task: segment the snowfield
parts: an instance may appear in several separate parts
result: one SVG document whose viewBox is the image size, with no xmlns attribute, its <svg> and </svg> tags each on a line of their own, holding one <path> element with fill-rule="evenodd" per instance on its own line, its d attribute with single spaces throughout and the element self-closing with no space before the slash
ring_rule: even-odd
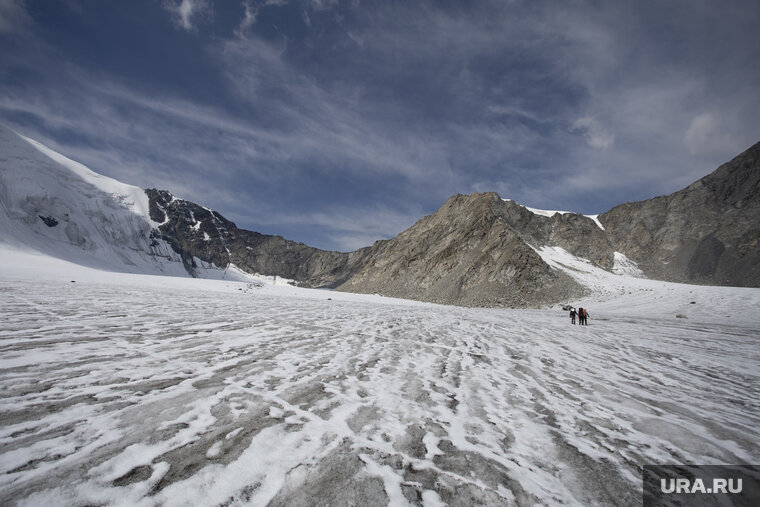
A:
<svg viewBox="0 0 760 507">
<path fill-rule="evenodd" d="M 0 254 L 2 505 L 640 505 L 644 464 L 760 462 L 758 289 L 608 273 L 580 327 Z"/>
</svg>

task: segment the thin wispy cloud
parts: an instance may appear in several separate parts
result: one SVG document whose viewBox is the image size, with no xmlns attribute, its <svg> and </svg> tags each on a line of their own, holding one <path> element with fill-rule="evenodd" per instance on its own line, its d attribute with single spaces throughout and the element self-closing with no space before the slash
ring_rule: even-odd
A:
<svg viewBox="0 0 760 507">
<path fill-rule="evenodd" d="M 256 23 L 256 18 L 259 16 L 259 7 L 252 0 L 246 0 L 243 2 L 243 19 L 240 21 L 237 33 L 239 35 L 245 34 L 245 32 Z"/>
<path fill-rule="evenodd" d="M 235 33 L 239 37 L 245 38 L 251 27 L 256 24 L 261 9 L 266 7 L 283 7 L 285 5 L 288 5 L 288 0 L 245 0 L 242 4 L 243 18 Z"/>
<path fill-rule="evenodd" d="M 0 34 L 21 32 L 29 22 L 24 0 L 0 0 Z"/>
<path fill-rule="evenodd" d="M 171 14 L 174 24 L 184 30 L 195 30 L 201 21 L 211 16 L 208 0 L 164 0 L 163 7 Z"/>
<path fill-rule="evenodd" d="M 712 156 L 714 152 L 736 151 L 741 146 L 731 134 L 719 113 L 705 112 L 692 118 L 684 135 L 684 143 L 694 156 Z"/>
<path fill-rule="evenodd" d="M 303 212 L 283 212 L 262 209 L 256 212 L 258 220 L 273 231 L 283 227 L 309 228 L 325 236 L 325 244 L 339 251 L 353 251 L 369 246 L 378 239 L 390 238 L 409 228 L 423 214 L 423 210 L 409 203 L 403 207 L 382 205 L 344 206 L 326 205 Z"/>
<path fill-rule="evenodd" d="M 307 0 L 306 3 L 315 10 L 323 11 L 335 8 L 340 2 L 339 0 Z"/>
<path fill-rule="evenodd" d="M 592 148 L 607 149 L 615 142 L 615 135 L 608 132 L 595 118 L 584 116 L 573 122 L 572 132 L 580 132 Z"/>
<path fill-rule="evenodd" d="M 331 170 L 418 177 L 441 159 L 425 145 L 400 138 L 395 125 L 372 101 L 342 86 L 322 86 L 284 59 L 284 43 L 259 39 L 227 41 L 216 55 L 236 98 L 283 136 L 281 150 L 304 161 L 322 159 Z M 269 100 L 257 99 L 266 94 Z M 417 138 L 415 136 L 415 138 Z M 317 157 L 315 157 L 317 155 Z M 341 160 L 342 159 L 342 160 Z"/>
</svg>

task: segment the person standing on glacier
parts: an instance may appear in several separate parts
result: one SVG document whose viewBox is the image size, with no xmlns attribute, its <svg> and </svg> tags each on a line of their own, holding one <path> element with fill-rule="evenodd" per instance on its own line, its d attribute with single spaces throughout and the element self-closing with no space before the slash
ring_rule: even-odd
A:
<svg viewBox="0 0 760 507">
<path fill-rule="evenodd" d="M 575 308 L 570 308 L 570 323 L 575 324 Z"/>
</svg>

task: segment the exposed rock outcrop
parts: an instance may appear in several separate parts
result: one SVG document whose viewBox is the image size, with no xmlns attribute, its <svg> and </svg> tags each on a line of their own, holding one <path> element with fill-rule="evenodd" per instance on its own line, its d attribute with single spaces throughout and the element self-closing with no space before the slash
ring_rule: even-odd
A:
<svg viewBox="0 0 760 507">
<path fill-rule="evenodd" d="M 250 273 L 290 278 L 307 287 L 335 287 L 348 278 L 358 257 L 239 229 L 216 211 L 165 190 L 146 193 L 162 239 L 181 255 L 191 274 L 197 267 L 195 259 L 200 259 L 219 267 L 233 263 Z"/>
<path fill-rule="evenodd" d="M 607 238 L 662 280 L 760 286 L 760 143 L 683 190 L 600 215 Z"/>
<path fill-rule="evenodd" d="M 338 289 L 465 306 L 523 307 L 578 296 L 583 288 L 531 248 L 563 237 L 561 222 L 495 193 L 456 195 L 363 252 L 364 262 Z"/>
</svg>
==
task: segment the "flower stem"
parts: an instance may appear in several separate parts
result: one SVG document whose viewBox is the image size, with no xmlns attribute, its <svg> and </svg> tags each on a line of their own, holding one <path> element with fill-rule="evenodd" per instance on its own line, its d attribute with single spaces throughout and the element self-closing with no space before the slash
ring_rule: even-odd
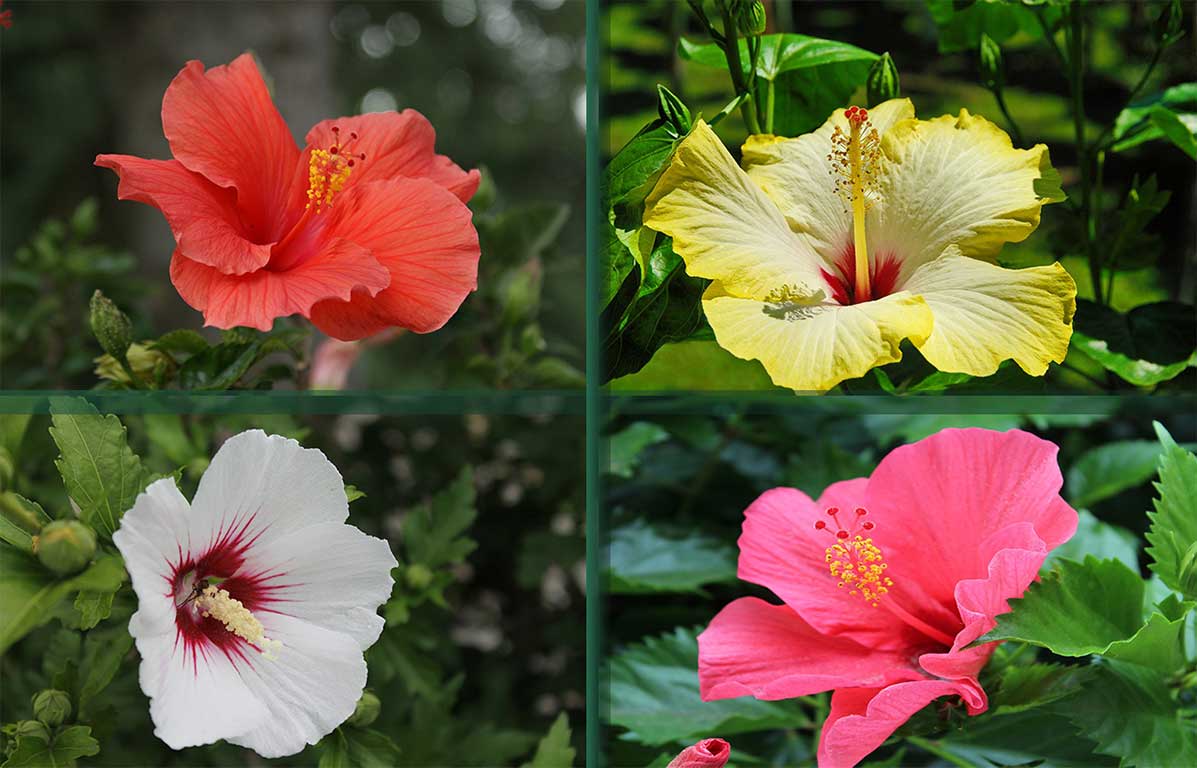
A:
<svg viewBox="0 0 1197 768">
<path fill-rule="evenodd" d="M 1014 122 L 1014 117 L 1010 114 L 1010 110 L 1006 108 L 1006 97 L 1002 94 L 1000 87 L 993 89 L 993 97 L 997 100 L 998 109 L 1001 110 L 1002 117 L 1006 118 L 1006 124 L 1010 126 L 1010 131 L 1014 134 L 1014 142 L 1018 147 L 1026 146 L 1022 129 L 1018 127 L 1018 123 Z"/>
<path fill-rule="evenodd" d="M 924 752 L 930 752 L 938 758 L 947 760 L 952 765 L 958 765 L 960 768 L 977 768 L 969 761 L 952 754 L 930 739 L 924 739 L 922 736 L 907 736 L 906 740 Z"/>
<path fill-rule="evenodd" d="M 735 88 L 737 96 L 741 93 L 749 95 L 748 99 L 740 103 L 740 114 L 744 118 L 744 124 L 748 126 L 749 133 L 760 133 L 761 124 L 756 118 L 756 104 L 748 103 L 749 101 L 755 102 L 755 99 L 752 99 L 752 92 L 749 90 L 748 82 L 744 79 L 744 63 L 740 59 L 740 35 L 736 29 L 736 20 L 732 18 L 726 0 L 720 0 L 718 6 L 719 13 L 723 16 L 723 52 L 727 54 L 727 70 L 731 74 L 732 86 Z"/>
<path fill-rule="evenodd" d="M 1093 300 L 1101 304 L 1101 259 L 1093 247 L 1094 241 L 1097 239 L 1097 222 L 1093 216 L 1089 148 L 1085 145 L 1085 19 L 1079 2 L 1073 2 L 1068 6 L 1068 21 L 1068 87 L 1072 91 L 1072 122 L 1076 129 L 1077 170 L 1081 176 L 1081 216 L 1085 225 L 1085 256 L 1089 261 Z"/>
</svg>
--
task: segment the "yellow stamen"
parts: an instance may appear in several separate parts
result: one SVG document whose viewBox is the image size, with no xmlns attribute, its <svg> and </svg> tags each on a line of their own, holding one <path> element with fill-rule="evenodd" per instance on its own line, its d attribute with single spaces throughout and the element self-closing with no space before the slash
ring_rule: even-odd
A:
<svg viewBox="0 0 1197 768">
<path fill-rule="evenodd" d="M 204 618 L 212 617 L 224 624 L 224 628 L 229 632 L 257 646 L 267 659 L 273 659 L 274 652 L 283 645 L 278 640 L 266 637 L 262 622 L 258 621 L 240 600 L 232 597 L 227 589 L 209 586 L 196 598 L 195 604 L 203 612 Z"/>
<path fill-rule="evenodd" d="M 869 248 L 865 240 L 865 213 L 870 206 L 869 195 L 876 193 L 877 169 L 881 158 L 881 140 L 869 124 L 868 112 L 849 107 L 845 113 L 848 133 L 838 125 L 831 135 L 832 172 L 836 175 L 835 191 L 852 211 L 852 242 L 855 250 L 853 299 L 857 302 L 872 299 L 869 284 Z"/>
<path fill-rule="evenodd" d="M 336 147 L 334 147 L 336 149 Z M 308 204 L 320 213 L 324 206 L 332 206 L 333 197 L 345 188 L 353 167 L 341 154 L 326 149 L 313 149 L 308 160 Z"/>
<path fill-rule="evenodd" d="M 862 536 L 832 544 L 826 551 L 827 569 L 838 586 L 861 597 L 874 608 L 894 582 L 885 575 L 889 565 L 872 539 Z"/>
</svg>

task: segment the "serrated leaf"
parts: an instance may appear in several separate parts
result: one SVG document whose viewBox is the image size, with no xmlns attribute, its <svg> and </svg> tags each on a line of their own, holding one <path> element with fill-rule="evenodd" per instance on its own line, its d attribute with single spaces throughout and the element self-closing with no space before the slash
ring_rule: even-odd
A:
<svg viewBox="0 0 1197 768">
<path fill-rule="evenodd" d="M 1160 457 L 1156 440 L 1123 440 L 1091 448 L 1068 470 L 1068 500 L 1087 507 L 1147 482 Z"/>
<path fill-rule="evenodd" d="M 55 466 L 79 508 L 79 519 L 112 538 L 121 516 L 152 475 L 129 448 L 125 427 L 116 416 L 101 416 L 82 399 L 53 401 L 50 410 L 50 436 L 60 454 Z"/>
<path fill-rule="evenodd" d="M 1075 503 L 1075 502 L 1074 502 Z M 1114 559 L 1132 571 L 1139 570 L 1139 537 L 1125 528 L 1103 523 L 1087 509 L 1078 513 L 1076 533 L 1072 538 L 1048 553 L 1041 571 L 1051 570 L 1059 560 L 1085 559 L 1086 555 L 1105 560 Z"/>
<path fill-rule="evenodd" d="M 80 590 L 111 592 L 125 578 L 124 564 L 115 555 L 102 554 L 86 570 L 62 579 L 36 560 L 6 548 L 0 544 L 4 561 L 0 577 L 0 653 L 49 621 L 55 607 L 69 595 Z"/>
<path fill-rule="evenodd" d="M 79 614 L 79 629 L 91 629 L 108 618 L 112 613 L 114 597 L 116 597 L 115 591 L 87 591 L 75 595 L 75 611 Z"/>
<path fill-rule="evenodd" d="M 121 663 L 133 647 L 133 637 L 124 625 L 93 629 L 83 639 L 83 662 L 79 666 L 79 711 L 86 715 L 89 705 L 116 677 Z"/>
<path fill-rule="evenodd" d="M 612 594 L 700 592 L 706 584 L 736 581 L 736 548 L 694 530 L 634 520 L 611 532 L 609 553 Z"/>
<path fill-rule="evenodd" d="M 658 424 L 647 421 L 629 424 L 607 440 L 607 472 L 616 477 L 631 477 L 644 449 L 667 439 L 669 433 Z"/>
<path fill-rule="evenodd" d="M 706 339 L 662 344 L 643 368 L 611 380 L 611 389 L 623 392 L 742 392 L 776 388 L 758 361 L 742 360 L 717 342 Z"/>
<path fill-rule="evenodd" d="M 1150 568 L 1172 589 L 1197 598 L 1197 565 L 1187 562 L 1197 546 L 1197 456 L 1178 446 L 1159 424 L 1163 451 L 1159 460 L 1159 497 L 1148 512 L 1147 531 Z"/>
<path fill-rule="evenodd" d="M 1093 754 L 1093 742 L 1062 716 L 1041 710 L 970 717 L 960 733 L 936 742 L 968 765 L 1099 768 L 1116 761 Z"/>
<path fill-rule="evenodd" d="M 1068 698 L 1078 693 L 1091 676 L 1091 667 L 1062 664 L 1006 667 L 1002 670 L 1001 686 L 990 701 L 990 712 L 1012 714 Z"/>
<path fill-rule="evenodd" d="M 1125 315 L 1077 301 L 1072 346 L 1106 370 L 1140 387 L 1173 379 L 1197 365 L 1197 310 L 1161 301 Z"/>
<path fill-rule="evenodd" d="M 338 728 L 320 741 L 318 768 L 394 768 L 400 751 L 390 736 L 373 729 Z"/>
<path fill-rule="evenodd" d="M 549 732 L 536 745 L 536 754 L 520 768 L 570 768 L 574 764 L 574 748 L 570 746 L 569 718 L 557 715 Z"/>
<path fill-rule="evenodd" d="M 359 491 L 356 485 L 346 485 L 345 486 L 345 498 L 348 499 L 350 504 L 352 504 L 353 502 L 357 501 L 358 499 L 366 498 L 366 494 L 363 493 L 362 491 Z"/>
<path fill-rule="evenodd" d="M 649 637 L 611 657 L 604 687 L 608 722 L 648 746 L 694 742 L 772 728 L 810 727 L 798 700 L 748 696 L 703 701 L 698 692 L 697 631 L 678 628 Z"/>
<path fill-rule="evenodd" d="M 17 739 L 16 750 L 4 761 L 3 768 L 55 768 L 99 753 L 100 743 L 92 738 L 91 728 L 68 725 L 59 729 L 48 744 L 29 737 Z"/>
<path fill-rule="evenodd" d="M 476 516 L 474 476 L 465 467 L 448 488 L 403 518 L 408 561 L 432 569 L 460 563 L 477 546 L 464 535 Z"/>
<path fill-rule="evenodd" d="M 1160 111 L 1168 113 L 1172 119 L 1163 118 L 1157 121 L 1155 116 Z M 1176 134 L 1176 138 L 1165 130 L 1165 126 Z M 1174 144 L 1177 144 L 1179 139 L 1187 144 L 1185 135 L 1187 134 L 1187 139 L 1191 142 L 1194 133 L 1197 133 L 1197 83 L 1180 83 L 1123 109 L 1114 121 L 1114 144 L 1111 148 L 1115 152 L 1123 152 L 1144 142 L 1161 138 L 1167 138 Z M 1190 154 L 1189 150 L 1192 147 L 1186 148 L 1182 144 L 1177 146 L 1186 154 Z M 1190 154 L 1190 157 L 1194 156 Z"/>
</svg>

ASSIGNMENT ▸
Write out each line above with the word "task".

ANSWER TO THE EXERCISE ▸
task: segment the snowfield
task: segment the thin wispy cloud
task: segment the person standing on glacier
task: segment the exposed rock outcrop
task: segment the "flower stem"
task: segment the "yellow stamen"
task: segment the "serrated leaf"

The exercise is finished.